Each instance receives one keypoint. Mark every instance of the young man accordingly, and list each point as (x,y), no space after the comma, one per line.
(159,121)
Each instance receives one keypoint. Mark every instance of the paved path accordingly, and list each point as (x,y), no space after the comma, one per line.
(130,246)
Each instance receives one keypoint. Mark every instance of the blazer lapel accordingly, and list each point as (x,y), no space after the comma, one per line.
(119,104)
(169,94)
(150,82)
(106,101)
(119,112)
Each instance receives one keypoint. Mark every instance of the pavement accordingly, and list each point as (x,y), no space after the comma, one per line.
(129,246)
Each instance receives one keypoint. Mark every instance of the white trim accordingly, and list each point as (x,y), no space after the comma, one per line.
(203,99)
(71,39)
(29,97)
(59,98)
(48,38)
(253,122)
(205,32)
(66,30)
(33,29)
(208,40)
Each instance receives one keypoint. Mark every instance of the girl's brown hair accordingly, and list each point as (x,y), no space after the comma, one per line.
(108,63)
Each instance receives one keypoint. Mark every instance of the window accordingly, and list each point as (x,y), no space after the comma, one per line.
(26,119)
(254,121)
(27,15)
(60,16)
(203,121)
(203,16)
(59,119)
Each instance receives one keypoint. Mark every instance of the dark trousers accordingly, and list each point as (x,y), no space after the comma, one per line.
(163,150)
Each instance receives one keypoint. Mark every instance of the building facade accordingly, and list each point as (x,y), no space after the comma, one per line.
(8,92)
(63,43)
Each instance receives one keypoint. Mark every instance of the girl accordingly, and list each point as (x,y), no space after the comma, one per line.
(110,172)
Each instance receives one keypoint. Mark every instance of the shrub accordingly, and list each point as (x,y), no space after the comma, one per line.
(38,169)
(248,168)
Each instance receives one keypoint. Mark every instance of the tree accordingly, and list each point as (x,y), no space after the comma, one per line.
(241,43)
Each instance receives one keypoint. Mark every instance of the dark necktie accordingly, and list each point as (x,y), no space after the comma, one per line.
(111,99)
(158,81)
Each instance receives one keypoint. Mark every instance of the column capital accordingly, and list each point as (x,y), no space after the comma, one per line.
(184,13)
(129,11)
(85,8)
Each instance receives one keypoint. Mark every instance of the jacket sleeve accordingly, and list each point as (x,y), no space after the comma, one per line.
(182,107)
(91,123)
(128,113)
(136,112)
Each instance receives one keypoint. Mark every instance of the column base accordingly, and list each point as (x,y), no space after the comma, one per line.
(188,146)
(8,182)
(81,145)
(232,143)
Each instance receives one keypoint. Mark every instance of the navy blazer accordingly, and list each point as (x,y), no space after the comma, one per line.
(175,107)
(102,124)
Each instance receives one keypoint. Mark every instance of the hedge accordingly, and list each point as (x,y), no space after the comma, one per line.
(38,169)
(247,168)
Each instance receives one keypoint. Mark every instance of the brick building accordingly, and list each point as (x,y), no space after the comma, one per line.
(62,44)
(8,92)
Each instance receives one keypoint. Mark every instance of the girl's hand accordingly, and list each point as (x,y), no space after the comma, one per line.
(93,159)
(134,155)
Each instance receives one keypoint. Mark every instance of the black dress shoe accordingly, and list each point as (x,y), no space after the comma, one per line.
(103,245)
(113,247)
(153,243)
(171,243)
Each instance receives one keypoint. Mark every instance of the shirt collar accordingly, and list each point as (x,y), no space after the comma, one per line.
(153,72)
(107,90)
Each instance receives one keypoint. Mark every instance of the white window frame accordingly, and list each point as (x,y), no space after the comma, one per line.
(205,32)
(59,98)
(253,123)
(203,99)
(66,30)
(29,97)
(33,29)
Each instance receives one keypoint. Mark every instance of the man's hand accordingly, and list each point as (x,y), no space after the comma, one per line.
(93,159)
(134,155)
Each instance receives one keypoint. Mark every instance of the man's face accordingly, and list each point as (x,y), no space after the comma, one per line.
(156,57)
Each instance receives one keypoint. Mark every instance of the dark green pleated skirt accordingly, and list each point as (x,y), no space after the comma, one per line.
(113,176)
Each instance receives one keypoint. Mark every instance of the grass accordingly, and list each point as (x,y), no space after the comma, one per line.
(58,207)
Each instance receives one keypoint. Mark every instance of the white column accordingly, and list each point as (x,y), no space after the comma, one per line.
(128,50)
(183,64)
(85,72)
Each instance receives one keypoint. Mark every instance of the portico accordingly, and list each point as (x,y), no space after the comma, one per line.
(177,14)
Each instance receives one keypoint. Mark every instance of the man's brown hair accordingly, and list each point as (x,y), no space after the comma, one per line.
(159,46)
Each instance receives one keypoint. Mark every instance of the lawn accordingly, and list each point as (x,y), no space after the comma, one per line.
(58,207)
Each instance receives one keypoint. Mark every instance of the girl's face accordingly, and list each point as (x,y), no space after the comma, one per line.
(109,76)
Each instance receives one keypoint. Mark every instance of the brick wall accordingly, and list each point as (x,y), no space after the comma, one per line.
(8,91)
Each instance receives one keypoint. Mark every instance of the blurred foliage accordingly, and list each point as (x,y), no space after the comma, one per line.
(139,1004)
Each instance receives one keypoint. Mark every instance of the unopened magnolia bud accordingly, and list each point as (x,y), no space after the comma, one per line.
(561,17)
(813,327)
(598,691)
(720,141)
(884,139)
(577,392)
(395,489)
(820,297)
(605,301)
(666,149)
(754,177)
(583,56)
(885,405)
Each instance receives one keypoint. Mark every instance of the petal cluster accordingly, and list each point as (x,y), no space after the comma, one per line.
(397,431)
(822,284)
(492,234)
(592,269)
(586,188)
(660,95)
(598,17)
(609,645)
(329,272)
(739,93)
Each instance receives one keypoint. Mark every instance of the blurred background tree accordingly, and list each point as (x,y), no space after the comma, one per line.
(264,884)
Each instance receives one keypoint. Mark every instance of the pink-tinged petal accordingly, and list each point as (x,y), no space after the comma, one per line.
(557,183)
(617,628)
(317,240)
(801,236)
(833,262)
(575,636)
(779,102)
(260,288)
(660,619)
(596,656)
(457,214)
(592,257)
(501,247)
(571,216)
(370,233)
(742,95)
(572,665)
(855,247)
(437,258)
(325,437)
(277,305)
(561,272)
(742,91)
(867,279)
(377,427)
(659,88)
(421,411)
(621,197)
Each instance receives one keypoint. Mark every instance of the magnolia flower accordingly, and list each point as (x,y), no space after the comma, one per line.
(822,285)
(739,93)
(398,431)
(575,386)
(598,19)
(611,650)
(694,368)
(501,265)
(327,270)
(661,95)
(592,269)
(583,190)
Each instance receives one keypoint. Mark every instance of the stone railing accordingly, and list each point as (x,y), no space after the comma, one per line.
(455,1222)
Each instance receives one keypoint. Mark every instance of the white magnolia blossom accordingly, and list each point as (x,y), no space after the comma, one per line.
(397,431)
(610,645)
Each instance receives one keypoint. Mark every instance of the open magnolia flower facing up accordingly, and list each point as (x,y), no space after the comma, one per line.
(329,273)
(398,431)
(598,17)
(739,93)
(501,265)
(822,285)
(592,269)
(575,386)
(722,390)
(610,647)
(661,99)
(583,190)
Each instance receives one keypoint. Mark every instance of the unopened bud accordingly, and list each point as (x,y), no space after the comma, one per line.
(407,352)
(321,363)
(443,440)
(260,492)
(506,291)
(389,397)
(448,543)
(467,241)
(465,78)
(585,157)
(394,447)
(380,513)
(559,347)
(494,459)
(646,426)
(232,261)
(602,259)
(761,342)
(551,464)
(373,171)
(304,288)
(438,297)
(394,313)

____________

Make a precise copy of the records in their entirety.

Each instance receives one keypoint. Mark every instance of the young man accordingly, and list each point as (x,y), no space after the comma, one per line.
(159,121)
Each instance receives one keypoint. Mark every instance of the paved path accordingly, and list each point as (x,y), no space after the comma, one per line.
(130,246)
Each instance receives one keypoint. Mark every instance of the blazer lapel accordingly, and list each point as (x,y), no space after the comma, one per line.
(119,104)
(169,94)
(150,82)
(106,101)
(119,112)
Each instance receives one keypoint. Mark every instance of the pavement accordingly, and list each point as (x,y), no space after the comma, one per line.
(129,246)
Each instance receives one keypoint. Mark every instance of the white trim accordingly, and list each point as (x,y), no space after the comma, one per line.
(203,99)
(71,39)
(29,97)
(59,98)
(48,38)
(253,122)
(205,32)
(66,30)
(33,29)
(208,40)
Each instance receives one keypoint. Mark every instance of the girl's brown hair accordingly, and list each point as (x,y), no space after the comma, one per line.
(108,63)
Each instance receives one keypoint. Mark every instance of the window accordingly, and list each point as (x,y), no space after the comma, one per line.
(26,119)
(254,121)
(27,15)
(60,16)
(203,121)
(203,16)
(59,119)
Each instance receives one keypoint. Mark every instance of the dark trousers accordingly, and list each point as (x,y), no space after the comma, one per line.
(163,150)
Each instance receives one keypoint. Mark every instance of the building facade accordingly, and list each point as (x,y), no space after the comma, one per line.
(8,92)
(63,43)
Each instance receives one keypoint. Mark every instance of the girl accordingly, and list each point as (x,y), no space after the comma, one per line.
(110,172)
Each instance receives one keypoint. Mark every instance of the shrub accordingly, and list each point as (x,y), no space after the comma, one per line.
(38,169)
(248,168)
Each instance receives one keypoint. Mark every instance of the tree accordingly, and list each point as (x,y), no space after the comma, one per line.
(241,43)
Each instance receives one keypoint. Mark every instance of the dark necktie accordingly, and list each point as (x,y), no space after the comma, one per line.
(111,99)
(158,81)
Each instance receives one keypoint. Mark every instance of the column capital accordingly, and list each point as (x,y), no space after the comma, one per line.
(184,13)
(129,11)
(85,8)
Each instance receives one keypoint. Mark every instance of the jacket sleeve accordingly, and list each point as (x,y), no space after the comma, one per line.
(182,107)
(91,123)
(128,113)
(136,112)
Each instance receives one keypoint. Mark every instance of the column base accordingly, and list each point as (x,y), no space after the comma, one per line.
(188,146)
(8,182)
(81,145)
(232,143)
Each instance receives one keypoint. Mark every instance of the navy blazer accordingly, and list each point as (x,y), no space after the comma, one per line.
(175,107)
(102,124)
Each instance receives one keypoint. Mark every instance of the hedge accordingly, and list each point as (x,y), no space after the comma, one per line.
(38,169)
(247,168)
Each instance receives one keypoint. Mark every instance of the brick building accordingly, and list each point as (x,y), no space after the comma, one per line.
(62,44)
(8,92)
Each instance receives one keypoint. Mark every instance of the girl's hand accordingly, and list each point as (x,y), no space after the comma, one per line.
(93,159)
(134,155)
Each instance receives one keypoint. Mark every instance of the black dress shoe accordingly, and list each point as (x,y), no space after the comma, one per line.
(103,245)
(113,247)
(153,243)
(171,243)
Each instance receives one keypoint. Mark every instance of the shirt collar accordingly, and list each point as (x,y), no space after the comma, one per line.
(153,72)
(107,90)
Each instance receives one keypoint. Mark every instance of the white window frame accordingly, and list each point as (x,y), no space after the comma, one per line.
(205,32)
(59,98)
(253,123)
(203,99)
(66,30)
(29,97)
(33,29)
Each instance receives one keypoint. Mark every instance of the man's hand accordingly, and list each point as (x,y), no space after the comma, one per line.
(93,159)
(134,155)
Each instance receives one keypoint. Mark every instance of the man's face accordingly, and list each point as (x,y), no space after the comma, one per line.
(156,57)
Each instance receives one keypoint. Mark every instance of the dark green pleated skirt accordingly, and list each point as (x,y), no space after the comma, one per line.
(113,176)
Each instance receives one keypoint. Mark every instance of the grass accordingly, and list each point as (x,y), no space after the comma, one per line.
(58,207)
Each instance receives one keypoint. Mark every instance of the white column accordingly, and list each point as (x,y), no space after the comma, one per line.
(128,50)
(183,64)
(85,72)
Each instance receives one keypoint. Mark every instance of the portico accordingly, and list each point as (x,y), no space after the comma, one per line.
(177,14)
Each instance receives one keypoint. Mark every instance of the man's brown hair accordingly, and list each point as (x,y), no space after the comma, one per line.
(159,46)
Each instance receives one keypoint. Mark every instance of the lawn accordingly, and list each point as (x,y), no space after the comma, one per line.
(58,207)
Each instance receives one keypoint. Mark every instance of the girl's face accordingly, and list each point as (x,y), no space after the comma, one per line.
(109,76)
Each instance receives one keypoint. Mark every instance of the brick wall accordingly, and list each point as (x,y), no space after the comma, one per line.
(8,91)
Each instance receives one keypoint. Mark every instance of the blurred foliage accordingly, and list each point as (x,y), no space after the comma, one per line.
(139,1004)
Each instance receives one keypoint. Mark every instance of the unopened magnolia bud accordingly, and list each point as (x,y), no space after the comma, one per line.
(561,17)
(813,327)
(598,691)
(720,141)
(884,139)
(577,392)
(395,489)
(820,297)
(605,301)
(666,149)
(754,177)
(583,56)
(885,405)
Each instance receives one keypoint. Mark every instance of the petal cluster accordingly, and list each point as (x,y), no space after the comma, one per line.
(397,431)
(822,284)
(492,234)
(592,269)
(586,188)
(660,95)
(598,17)
(609,645)
(329,272)
(739,93)
Each instance receives one keypoint. Mark every instance of the blurred background tree accordingly, and list each point as (x,y), no space after the comma, one per line.
(264,884)
Each instance receives one keypoint. Mark every instance of the pink-tinged petal accordingly, and list each point as (x,y), no space after the comma, one per line.
(557,183)
(617,628)
(317,240)
(801,236)
(833,262)
(575,636)
(779,102)
(260,288)
(660,619)
(596,656)
(457,214)
(592,257)
(501,247)
(571,216)
(370,233)
(742,95)
(572,665)
(855,247)
(437,258)
(325,437)
(277,305)
(561,272)
(742,91)
(867,279)
(377,427)
(659,88)
(421,411)
(621,197)
Each instance receives one keypoint. Mark every instance of the magnolia flower accordingly, and list each point as (x,y), no space after the comma, one per line.
(822,285)
(739,93)
(398,431)
(575,386)
(598,19)
(611,650)
(694,368)
(501,265)
(327,270)
(661,95)
(592,269)
(583,190)
Each instance receives one keypoint. Mark every instance of the stone railing accordingly, and list each point as (x,y), no space after the comma, one per line.
(455,1222)
Each instance receives one keypoint. Mark every instance of the white magnolia blossom accordingly, and list each point as (x,y), no space after the comma, one per line.
(397,431)
(610,645)
Each instance receives one keypoint. Mark every instance of the open magnolia flower facing up accordingly, and list each point as (x,y), no space after the comma, one per line.
(329,273)
(398,431)
(598,17)
(739,93)
(501,265)
(822,285)
(592,269)
(575,386)
(722,390)
(610,647)
(661,99)
(583,190)
Each instance receives one keypoint. Mark every instance of the unopened bud accordingly, and list each point as (x,y), no space after the comma, one per line.
(407,352)
(321,363)
(443,440)
(260,492)
(506,291)
(389,397)
(448,543)
(467,241)
(465,78)
(585,157)
(394,447)
(380,513)
(559,347)
(494,459)
(646,426)
(232,261)
(602,259)
(761,342)
(551,464)
(373,171)
(304,288)
(438,297)
(394,313)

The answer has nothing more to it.